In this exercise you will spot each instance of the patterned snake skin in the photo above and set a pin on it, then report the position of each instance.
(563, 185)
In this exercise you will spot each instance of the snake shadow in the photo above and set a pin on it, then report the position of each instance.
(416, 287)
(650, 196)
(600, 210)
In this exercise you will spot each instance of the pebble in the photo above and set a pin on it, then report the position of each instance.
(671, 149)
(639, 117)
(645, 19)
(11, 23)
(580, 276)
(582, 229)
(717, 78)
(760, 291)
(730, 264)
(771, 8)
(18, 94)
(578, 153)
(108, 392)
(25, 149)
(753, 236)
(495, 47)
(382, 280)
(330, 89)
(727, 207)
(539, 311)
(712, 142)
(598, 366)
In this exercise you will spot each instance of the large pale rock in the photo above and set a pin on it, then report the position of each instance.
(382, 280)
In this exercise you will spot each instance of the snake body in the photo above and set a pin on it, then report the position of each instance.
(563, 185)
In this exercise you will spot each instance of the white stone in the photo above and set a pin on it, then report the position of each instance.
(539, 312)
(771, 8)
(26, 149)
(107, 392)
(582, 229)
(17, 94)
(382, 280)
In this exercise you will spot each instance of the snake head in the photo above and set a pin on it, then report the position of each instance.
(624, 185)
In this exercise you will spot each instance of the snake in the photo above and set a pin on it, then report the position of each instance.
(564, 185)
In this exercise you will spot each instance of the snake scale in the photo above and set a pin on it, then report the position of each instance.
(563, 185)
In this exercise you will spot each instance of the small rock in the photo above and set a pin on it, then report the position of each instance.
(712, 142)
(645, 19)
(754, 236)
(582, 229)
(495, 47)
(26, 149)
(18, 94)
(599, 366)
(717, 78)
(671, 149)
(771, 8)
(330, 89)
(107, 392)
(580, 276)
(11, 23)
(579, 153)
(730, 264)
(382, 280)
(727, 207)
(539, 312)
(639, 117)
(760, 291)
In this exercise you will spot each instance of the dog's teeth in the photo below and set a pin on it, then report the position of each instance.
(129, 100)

+===+

**Exercise requirements**
Reproduce all of the records above, line by line, word for word.

**Task result**
In this exercise you will spot each instance of the patterned snake skin in the photo above and set a pin on it, then report the position of each instance.
(563, 185)
In this exercise you will spot each instance of the snake shadow in the photo above and set a pin on it, then report the position of each instance.
(416, 287)
(650, 196)
(600, 210)
In this exercise you will spot each instance of the pebble in the photo above and set a pin on it, then report the position of each instance.
(671, 149)
(639, 117)
(645, 19)
(11, 23)
(580, 276)
(582, 229)
(717, 78)
(760, 291)
(730, 264)
(771, 8)
(18, 94)
(578, 153)
(108, 392)
(25, 149)
(753, 236)
(495, 47)
(382, 280)
(330, 89)
(727, 207)
(539, 311)
(712, 142)
(598, 366)
In this exercise you will spot each instance of the large pale rock in the photo above and set a pin on it, then report the position of each instance.
(382, 280)
In this exercise you will spot each instance of the snake body in the photo above and set a pin on it, then report the position of each instance.
(563, 185)
In this exercise you will spot each instance of the white stone in the photo above and set a pin on it, then report the position of each instance.
(539, 312)
(771, 8)
(26, 149)
(107, 392)
(582, 229)
(17, 94)
(382, 280)
In this exercise you will spot each instance of the snake head in the photo above and set a pin on it, then report the position of each instance.
(624, 185)
In this exercise you will spot each instance of the snake in the photo above and set a pin on it, then report the position of each instance.
(564, 185)
In this exercise you will spot each instance of the snake scale in the photo above and set a pin on it, then report the position of each instance.
(563, 185)
In this exercise you will spot each instance of the small rock in the photo above and set a pin on it, then report the position of each instance.
(712, 142)
(645, 19)
(754, 236)
(582, 229)
(495, 47)
(26, 149)
(18, 94)
(599, 366)
(717, 78)
(671, 149)
(771, 8)
(330, 89)
(107, 392)
(580, 276)
(11, 23)
(579, 153)
(730, 264)
(382, 280)
(727, 207)
(539, 312)
(639, 117)
(760, 291)
In this exercise you will spot each instance of the dog's teeth in the photo below and set a pin on it, then report the position of each instance.
(129, 100)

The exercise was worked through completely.